(Saved entries)
----

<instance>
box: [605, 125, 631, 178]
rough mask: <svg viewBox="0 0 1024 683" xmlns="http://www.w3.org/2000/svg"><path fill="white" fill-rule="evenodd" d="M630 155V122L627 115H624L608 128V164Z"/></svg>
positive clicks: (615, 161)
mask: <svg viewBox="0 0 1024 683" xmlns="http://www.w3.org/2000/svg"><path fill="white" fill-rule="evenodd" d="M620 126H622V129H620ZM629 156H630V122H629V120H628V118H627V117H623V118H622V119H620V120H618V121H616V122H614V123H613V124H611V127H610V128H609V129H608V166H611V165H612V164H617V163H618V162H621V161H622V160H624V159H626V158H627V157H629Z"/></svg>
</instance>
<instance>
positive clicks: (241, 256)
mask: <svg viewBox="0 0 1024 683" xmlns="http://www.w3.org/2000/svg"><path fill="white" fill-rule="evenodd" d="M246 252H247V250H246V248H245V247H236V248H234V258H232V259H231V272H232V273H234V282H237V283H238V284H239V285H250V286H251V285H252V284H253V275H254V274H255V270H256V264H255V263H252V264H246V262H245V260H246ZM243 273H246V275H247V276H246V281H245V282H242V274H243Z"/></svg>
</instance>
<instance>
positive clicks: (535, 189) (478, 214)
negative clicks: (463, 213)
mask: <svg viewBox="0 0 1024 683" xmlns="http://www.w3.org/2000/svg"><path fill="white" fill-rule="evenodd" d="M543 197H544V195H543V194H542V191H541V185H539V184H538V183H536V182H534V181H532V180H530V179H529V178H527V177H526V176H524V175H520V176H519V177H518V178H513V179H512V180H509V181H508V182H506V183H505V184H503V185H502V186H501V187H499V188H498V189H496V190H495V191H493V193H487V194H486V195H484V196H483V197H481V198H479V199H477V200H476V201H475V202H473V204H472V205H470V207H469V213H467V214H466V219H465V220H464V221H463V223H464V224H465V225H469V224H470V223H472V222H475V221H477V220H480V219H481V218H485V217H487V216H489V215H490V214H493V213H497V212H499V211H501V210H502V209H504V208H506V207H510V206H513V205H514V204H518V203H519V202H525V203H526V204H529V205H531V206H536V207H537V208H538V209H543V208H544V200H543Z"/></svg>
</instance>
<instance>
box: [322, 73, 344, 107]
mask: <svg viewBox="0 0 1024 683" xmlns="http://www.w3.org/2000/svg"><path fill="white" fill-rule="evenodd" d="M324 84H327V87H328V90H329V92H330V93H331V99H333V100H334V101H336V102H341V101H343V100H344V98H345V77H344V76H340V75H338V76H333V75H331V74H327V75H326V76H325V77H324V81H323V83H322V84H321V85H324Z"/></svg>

----

• JOB:
Pick out every line in the rows above that contains the string "clicks", treating uppercase and lowercase as different, and copy each of those lines in full.

• ANSWER AREA:
positive clicks: (615, 161)
positive clicks: (241, 256)
positive clicks: (535, 189) (478, 214)
negative clicks: (463, 213)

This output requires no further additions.